[Photo-based point labeling data]
+---+
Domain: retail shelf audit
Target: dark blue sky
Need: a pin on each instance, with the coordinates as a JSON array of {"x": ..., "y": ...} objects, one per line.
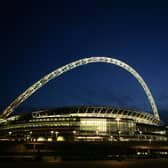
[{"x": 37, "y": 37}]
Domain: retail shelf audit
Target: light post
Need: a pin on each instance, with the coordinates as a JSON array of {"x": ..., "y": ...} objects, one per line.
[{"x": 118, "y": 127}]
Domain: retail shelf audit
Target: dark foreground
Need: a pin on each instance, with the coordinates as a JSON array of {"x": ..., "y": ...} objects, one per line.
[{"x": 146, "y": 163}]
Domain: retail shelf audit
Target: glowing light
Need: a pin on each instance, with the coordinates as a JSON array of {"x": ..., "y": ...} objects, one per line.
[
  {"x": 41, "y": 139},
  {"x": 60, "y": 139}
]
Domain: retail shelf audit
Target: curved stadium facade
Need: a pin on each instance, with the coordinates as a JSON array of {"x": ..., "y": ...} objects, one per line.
+---+
Task statement:
Gather every line of the entries above that contains the string "Target", matching case exactly.

Written response:
Target: dark blue sky
Target: light post
Target: dark foreground
Target: glowing light
Target: curved stadium facade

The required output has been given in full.